## Goal
Please count the lines in the entries below that contain the string "window", matching case exactly, and reply with only that number.

## The records

** begin **

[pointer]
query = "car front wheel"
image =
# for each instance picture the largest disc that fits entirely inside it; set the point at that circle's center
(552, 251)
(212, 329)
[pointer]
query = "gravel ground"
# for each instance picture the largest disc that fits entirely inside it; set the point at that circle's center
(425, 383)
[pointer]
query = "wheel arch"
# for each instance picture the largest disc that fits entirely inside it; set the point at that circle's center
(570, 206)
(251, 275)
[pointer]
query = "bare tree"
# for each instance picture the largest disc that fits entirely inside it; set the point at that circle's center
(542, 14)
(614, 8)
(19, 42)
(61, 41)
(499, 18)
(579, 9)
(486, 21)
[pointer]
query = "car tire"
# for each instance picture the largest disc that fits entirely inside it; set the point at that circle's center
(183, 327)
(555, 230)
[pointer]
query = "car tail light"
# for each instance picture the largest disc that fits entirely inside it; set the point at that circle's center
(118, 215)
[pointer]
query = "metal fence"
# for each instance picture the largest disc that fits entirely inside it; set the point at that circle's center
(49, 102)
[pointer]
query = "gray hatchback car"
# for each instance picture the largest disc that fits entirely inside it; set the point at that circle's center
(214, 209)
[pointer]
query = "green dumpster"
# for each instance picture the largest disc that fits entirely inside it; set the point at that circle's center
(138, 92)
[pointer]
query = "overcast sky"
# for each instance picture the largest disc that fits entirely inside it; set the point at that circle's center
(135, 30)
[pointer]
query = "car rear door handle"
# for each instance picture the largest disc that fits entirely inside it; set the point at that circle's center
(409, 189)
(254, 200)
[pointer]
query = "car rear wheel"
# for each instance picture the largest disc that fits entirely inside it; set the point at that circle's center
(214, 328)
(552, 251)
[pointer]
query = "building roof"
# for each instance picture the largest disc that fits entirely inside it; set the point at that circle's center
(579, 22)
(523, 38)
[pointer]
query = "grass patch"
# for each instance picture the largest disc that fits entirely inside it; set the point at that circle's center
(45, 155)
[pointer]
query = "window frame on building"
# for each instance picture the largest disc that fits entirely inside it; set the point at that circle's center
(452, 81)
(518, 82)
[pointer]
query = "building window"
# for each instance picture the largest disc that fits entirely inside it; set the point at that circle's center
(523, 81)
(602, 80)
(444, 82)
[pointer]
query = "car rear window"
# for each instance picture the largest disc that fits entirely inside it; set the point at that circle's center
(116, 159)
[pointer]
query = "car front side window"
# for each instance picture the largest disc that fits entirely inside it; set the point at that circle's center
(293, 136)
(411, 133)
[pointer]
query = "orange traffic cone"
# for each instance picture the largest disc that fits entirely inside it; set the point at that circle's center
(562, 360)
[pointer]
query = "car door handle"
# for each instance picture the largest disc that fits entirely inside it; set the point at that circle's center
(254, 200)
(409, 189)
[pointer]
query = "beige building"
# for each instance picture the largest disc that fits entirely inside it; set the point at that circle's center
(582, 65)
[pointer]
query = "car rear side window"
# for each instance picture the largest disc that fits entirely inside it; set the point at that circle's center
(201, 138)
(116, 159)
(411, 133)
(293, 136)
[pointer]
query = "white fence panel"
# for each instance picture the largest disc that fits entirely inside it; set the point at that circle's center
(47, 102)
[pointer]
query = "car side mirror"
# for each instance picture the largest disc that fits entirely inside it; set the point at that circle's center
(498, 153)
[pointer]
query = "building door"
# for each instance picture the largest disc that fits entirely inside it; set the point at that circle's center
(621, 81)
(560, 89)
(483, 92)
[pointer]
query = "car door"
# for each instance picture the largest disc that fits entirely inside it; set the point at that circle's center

** end **
** begin **

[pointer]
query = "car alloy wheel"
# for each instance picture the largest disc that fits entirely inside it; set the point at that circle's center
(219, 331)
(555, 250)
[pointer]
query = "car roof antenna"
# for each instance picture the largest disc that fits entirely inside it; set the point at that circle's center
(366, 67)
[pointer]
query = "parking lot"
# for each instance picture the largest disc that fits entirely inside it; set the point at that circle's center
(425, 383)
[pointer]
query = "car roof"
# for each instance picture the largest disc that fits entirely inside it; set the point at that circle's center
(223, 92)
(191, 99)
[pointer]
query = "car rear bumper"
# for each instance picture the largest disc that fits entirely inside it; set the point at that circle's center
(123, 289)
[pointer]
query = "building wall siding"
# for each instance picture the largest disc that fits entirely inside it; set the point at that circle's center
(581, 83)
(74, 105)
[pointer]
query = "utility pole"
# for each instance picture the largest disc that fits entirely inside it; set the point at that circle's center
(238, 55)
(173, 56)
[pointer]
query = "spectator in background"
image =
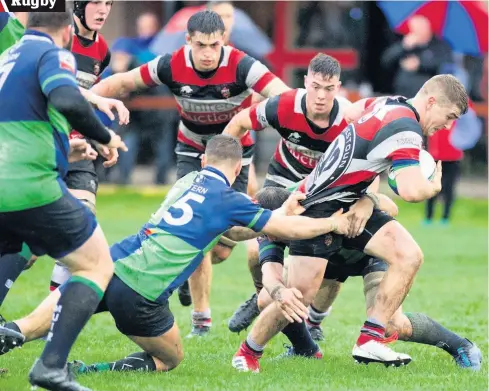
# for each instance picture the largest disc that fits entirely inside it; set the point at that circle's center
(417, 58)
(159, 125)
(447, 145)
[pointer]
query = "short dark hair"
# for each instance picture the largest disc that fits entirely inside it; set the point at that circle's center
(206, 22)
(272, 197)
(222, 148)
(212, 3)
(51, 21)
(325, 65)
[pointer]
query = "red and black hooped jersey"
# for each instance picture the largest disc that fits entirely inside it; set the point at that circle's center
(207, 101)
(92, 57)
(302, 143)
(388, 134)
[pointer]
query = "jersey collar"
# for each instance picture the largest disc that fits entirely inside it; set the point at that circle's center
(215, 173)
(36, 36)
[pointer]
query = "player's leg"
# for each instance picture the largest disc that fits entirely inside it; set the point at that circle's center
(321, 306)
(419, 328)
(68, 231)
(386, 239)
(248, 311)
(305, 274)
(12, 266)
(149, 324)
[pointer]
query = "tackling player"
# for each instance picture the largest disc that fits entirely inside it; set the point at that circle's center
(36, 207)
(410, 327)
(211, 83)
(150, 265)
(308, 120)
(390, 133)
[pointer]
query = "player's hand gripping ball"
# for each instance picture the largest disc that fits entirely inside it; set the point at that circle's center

** end **

## Reply
5